WORK REQUIRED — Nothing but the lines from the one containing "[[397, 310], [394, 103], [338, 442], [45, 231]]" through the one containing "[[12, 244], [494, 379], [183, 384], [84, 33]]", both included, should be given again, each exactly as written below.

(LISTED ENTRIES)

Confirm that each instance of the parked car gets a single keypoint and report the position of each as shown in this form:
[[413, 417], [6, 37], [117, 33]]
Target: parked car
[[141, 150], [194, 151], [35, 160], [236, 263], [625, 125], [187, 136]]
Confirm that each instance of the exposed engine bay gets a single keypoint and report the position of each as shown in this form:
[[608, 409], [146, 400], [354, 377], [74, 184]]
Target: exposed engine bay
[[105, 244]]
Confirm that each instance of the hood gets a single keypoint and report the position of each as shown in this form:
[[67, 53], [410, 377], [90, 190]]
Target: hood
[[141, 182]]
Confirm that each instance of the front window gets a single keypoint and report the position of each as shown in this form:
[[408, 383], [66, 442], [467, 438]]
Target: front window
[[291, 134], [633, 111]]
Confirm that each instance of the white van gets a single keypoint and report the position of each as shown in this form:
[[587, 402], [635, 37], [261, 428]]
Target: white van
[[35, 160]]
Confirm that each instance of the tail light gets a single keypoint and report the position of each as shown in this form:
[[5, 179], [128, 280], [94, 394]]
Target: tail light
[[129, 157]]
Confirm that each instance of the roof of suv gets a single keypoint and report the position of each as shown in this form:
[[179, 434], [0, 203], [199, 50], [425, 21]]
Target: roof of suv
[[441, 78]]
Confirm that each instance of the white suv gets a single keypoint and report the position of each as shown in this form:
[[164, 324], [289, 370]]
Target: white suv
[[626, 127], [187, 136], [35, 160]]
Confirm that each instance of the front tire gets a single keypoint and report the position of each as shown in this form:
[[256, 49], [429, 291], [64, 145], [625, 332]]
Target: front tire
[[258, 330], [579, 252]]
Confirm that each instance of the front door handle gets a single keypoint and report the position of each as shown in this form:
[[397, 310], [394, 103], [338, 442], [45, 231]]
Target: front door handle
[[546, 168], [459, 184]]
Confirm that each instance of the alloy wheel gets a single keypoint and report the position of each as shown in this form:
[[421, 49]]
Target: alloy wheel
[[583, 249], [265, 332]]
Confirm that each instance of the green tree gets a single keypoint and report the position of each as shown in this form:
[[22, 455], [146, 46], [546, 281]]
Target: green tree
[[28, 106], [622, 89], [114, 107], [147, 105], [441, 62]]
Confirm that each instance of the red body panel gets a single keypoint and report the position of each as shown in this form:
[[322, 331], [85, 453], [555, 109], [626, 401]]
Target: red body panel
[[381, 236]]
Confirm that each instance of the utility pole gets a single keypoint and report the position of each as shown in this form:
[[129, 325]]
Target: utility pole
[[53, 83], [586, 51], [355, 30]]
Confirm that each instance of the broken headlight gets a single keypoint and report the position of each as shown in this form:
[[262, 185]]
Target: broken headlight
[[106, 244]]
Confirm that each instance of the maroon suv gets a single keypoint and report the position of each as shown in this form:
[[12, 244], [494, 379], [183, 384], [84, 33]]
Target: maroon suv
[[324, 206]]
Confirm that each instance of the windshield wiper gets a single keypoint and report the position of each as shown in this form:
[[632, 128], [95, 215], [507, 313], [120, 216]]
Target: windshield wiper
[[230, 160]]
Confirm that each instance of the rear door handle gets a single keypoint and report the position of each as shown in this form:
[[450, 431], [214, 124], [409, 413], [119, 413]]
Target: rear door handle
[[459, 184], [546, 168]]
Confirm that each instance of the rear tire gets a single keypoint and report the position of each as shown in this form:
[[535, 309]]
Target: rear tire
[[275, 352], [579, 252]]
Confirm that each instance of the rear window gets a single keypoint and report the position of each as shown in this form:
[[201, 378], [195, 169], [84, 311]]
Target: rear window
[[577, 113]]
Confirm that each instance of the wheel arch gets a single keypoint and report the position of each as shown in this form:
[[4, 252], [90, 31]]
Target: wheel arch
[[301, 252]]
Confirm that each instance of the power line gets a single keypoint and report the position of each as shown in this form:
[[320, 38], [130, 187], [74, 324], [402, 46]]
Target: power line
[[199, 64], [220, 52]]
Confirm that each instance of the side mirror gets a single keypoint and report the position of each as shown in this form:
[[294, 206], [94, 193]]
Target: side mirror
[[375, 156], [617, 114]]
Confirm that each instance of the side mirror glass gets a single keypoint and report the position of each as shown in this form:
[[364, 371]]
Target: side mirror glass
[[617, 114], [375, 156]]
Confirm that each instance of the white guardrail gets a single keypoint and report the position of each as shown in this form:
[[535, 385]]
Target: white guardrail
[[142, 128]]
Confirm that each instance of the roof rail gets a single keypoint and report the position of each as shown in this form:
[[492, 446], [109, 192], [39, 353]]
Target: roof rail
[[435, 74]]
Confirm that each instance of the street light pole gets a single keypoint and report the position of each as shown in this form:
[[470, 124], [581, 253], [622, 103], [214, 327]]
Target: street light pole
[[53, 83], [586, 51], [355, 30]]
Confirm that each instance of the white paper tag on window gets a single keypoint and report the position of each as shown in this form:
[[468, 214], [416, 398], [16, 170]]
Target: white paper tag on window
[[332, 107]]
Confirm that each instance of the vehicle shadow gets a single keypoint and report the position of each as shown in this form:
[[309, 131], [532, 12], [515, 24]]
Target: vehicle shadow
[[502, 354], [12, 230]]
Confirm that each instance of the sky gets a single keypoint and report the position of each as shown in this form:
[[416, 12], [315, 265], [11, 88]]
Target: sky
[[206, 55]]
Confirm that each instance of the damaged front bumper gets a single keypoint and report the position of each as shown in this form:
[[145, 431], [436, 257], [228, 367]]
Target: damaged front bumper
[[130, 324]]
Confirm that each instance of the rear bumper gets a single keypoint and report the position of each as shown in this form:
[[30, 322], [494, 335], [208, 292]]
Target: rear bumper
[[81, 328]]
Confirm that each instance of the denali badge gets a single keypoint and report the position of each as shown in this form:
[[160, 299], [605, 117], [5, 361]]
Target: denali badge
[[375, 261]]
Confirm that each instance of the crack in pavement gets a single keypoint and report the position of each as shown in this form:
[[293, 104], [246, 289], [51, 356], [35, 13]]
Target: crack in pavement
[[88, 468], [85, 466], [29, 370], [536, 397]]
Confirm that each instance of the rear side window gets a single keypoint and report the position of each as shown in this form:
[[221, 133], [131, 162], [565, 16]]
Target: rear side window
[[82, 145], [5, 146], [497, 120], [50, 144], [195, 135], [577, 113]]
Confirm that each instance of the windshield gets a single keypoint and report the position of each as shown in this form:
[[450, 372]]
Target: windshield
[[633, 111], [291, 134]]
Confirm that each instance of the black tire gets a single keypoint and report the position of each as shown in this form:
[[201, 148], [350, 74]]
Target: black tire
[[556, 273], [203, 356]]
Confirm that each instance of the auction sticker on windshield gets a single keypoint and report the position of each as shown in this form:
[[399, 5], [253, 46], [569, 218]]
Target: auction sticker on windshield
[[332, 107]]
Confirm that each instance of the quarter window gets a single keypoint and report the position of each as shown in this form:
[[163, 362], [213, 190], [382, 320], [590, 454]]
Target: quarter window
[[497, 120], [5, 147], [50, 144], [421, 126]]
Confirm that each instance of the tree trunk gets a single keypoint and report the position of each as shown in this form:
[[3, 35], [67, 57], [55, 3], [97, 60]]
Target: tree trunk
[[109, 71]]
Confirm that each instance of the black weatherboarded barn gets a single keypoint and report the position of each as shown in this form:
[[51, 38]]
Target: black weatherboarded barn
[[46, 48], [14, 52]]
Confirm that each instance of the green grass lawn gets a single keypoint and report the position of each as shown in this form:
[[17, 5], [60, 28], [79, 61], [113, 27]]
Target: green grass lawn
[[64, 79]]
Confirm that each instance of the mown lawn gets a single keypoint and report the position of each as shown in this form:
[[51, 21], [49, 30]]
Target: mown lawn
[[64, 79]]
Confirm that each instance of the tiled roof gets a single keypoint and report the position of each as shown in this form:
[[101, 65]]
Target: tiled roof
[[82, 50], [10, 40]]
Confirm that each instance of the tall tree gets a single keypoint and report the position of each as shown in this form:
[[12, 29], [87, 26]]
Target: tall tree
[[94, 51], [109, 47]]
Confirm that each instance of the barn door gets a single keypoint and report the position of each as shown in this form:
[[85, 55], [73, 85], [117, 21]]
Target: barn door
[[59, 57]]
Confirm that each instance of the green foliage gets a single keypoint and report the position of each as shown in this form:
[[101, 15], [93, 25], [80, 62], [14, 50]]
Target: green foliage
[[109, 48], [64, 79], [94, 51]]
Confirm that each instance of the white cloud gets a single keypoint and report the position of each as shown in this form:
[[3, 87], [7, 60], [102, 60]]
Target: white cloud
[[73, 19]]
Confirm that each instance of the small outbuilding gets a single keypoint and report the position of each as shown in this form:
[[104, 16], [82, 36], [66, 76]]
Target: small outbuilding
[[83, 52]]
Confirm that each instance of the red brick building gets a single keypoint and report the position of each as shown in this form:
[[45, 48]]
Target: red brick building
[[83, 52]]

(End LISTED ENTRIES)

RESPONSE AREA —
[[397, 310], [394, 103], [338, 442], [45, 231]]
Target: front door handle
[[546, 168], [459, 184]]
Confirm that each instance of the alloy wheel gets a single keypoint and report the position of each as shown in this form:
[[421, 49]]
Target: alloy wheel
[[583, 249], [265, 332]]
Confirm that each instance of the green tree gets a single keypoint and report the position of each as shown in this form:
[[22, 455], [146, 46], [546, 281]]
Target: green tree
[[28, 106], [622, 89], [114, 107], [147, 105], [441, 62]]
Confirm that each instance of the red body panel gets a single keypoint and report the position of each as shown in this form:
[[322, 331], [85, 453], [555, 109], [626, 401]]
Target: red body panel
[[381, 236]]
Confirm that each instance of the utility pole gets a single keypoint and report the position of each as shown in this form:
[[129, 325]]
Target: utility pole
[[53, 83], [586, 51], [355, 30]]
Confirm that each instance of the broken headlight gets a single keypoint and report the position of each as shown in this form:
[[262, 185]]
Target: broken headlight
[[106, 244]]
Confirm that each instance of the maroon suv gets a single keypoint and report the position of each as shown in this form:
[[12, 244], [494, 379], [183, 384], [84, 33]]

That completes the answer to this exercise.